══ Data for review ══

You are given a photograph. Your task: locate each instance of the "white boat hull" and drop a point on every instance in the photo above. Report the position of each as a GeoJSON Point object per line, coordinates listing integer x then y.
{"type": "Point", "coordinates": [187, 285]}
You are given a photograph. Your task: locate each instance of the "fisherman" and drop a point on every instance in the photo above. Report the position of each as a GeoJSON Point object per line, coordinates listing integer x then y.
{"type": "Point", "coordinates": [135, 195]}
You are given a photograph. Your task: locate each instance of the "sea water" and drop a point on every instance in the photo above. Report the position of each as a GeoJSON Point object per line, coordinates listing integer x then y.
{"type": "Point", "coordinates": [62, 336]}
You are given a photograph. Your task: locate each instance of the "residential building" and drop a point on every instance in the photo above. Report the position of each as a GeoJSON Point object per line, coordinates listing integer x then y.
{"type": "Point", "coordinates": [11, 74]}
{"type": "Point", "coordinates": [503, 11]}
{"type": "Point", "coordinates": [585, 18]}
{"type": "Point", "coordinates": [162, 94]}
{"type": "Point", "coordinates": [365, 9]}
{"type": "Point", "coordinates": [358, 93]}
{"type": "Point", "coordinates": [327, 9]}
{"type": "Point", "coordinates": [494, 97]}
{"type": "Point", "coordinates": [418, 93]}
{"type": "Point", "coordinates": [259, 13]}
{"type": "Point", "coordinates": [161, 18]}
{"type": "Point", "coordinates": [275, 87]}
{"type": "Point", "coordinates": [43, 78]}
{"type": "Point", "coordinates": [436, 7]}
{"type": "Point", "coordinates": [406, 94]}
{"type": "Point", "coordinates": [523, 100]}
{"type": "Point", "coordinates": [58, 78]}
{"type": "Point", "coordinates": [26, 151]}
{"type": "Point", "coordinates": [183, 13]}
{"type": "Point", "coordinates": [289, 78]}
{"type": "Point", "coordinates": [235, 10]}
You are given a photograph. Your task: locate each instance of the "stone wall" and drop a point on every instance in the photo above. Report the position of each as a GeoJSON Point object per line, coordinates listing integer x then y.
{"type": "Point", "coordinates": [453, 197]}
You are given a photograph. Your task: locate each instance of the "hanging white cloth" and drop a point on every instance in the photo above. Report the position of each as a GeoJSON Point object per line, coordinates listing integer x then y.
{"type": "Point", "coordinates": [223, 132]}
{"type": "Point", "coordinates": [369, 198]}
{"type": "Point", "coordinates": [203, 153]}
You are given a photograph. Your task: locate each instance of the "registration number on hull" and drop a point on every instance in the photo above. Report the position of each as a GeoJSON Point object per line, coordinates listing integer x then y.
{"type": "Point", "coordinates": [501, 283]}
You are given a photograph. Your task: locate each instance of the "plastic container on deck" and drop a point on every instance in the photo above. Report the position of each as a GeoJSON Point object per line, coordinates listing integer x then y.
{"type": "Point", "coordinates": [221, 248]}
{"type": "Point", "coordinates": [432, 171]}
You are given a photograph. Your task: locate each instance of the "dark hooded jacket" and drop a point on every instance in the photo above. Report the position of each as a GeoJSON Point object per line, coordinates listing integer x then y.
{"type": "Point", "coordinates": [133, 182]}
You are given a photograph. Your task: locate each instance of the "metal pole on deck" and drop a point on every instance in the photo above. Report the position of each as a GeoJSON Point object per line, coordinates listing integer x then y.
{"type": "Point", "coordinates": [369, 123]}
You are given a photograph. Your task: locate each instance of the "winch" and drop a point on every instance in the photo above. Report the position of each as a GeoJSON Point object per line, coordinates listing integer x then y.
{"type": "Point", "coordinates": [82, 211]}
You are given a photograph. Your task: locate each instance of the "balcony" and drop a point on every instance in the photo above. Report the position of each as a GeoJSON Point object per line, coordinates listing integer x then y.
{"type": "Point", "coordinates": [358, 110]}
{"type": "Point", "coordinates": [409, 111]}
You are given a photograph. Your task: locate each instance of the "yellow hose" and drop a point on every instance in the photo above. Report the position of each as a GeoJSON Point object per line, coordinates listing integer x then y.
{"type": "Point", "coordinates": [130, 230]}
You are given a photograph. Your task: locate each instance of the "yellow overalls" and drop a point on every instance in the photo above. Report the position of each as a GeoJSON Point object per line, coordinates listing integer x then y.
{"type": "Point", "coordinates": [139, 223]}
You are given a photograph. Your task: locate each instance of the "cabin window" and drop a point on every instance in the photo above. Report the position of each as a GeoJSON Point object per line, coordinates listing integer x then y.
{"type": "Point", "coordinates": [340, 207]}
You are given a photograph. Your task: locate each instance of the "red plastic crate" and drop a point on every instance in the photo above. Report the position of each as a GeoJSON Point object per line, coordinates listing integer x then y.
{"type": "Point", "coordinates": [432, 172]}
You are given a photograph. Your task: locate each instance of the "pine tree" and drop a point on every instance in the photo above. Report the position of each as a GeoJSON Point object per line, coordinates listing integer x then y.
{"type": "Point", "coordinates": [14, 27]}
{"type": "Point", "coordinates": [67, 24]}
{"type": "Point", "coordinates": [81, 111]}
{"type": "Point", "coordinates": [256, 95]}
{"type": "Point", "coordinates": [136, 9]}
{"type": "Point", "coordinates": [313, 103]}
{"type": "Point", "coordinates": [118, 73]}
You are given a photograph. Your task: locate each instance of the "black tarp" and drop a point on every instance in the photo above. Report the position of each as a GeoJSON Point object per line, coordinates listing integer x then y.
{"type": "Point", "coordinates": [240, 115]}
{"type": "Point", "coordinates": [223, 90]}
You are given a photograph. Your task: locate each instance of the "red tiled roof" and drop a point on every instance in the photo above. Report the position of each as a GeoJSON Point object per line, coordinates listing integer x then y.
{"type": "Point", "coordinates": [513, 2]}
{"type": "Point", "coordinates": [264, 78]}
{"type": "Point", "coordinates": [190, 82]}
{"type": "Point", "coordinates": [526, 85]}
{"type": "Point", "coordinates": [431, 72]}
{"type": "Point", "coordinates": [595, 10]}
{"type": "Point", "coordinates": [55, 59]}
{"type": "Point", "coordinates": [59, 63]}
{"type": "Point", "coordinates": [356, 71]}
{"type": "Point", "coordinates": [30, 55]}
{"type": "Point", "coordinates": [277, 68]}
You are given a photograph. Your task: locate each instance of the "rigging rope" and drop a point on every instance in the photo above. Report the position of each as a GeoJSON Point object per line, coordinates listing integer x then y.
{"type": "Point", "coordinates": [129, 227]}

═══

| What you are asked to do |
Every line of the data should be copied exactly.

| Answer to this exercise |
You are given a photograph. Your task: locate each instance of the "white boat hull" and drop a point on every instance in the photo above. Report the position of each as a GeoJSON Point object per line, coordinates listing integer x then y.
{"type": "Point", "coordinates": [187, 285]}
You are given a photograph. Your task: locate each instance of the "fisherman" and drop a point on every instance in the photo above. Report the position of each as a GeoJSON Point object per line, coordinates listing integer x then y.
{"type": "Point", "coordinates": [135, 195]}
You are given a photograph. Your task: locate each instance of the "sea water" and drop a point on every instance in the photo above. Report the position of each as a GeoJSON Point object per line, coordinates listing integer x then y.
{"type": "Point", "coordinates": [62, 336]}
You are given a photograph. Your task: locate each instance of the "residential building" and drop a point on every instance in the photo above. Report the position of each as a GeoJSON Point object per line, coordinates listing integer x then y.
{"type": "Point", "coordinates": [11, 74]}
{"type": "Point", "coordinates": [503, 11]}
{"type": "Point", "coordinates": [585, 18]}
{"type": "Point", "coordinates": [162, 94]}
{"type": "Point", "coordinates": [365, 9]}
{"type": "Point", "coordinates": [358, 93]}
{"type": "Point", "coordinates": [327, 9]}
{"type": "Point", "coordinates": [494, 97]}
{"type": "Point", "coordinates": [418, 93]}
{"type": "Point", "coordinates": [259, 13]}
{"type": "Point", "coordinates": [161, 18]}
{"type": "Point", "coordinates": [275, 87]}
{"type": "Point", "coordinates": [43, 78]}
{"type": "Point", "coordinates": [436, 7]}
{"type": "Point", "coordinates": [406, 94]}
{"type": "Point", "coordinates": [523, 100]}
{"type": "Point", "coordinates": [58, 78]}
{"type": "Point", "coordinates": [26, 151]}
{"type": "Point", "coordinates": [183, 13]}
{"type": "Point", "coordinates": [289, 78]}
{"type": "Point", "coordinates": [235, 10]}
You are given a photograph. Your task: locate each instance of the "stone wall" and drop a point on every instance in the photo above. Report the position of each as a GeoJSON Point object per line, coordinates listing integer x then y.
{"type": "Point", "coordinates": [453, 197]}
You are given a photograph. Your task: locate each instance of the "hanging white cloth" and drop a point on every instance in the photo above. Report the position of each as a GeoJSON Point object per line, coordinates listing integer x then y.
{"type": "Point", "coordinates": [223, 132]}
{"type": "Point", "coordinates": [369, 198]}
{"type": "Point", "coordinates": [203, 153]}
You are given a photograph. Your task: locate each instance of the "registration number on hull" and drop a point on every instance in the photo above. Report the position of each as a GeoJSON Point object per line, coordinates listing integer x then y.
{"type": "Point", "coordinates": [501, 283]}
You are given a photograph. Your task: locate each instance of the "plastic container on deck" and drop a point on every instance in the photo above. Report the position of each as a GeoJSON Point object per line, coordinates listing integer x then y.
{"type": "Point", "coordinates": [221, 248]}
{"type": "Point", "coordinates": [432, 171]}
You are given a photograph. Your task: locate each instance of the "dark hooded jacket" and drop a point on every instance in the photo above. Report the position of each as a GeoJSON Point object per line, coordinates listing integer x then y.
{"type": "Point", "coordinates": [133, 182]}
You are given a photograph. Your task: locate each instance of the "metal pole on deck" and drop a point on every instance in the photo above. Report the position of each as a GeoJSON Point object per line, coordinates listing integer x then y.
{"type": "Point", "coordinates": [369, 123]}
You are given a photograph. Your task: locate each instance of the "winch" and drop a point on every instance in the photo above. Report the position of each as a GeoJSON Point object per line, coordinates listing integer x then y.
{"type": "Point", "coordinates": [82, 211]}
You are given a photograph. Your task: locate each instance of the "balcony" and drop a point on every instance in the photo above. Report the position of each as a GeoJSON Point object per line, coordinates listing integer x then y.
{"type": "Point", "coordinates": [358, 110]}
{"type": "Point", "coordinates": [409, 111]}
You are given a photograph. Your task: locate each instance of the "yellow hose" and drop a point on every instance in the photo above. Report the position of each as a GeoJSON Point object per line, coordinates listing integer x then y.
{"type": "Point", "coordinates": [130, 230]}
You are given a photograph. Your task: locate each instance of the "yellow overalls" and drop a point on every instance in the photo above. Report the position of each as a GeoJSON Point object per line, coordinates listing integer x then y.
{"type": "Point", "coordinates": [139, 223]}
You are given a photograph. Your task: locate each instance of the "cabin window" and drop a point on every instance in the photo above. Report the position of each as a GeoJSON Point object per line, coordinates listing integer x then y.
{"type": "Point", "coordinates": [340, 207]}
You are given a photograph. Your task: locate each instance of the "red plastic crate" and drop a point on every instance in the photo above. Report the position of each as a GeoJSON Point object per line, coordinates listing integer x then y.
{"type": "Point", "coordinates": [432, 172]}
You are given a photograph. Your task: locate each instance of the "pine tree" and drop a point on every instance in the photo above. Report the position of each as a GeoJSON Point object per line, coordinates listing integer x then y.
{"type": "Point", "coordinates": [14, 27]}
{"type": "Point", "coordinates": [67, 24]}
{"type": "Point", "coordinates": [81, 111]}
{"type": "Point", "coordinates": [256, 95]}
{"type": "Point", "coordinates": [136, 9]}
{"type": "Point", "coordinates": [313, 103]}
{"type": "Point", "coordinates": [118, 73]}
You are given a photograph. Your task: locate each instance of the "black tarp" and drop a point on every instance in the photo above. Report the position of each as a GeoJSON Point object per line, coordinates listing integer x then y.
{"type": "Point", "coordinates": [240, 115]}
{"type": "Point", "coordinates": [223, 90]}
You are given a photograph. Your task: locate each instance of the "red tiled roof" and drop a point on every instance in the photo above. Report the position of each as a GeoJSON Point object per line, coordinates listing integer x then y.
{"type": "Point", "coordinates": [513, 2]}
{"type": "Point", "coordinates": [264, 78]}
{"type": "Point", "coordinates": [190, 82]}
{"type": "Point", "coordinates": [526, 85]}
{"type": "Point", "coordinates": [431, 72]}
{"type": "Point", "coordinates": [595, 10]}
{"type": "Point", "coordinates": [55, 59]}
{"type": "Point", "coordinates": [59, 63]}
{"type": "Point", "coordinates": [356, 71]}
{"type": "Point", "coordinates": [30, 55]}
{"type": "Point", "coordinates": [277, 68]}
You are given a photograph. Your task: locate each instance of the "rigging rope" and drop a point on every instance in the photo above. Report the position of each as a GeoJSON Point object per line, coordinates listing integer x then y.
{"type": "Point", "coordinates": [129, 227]}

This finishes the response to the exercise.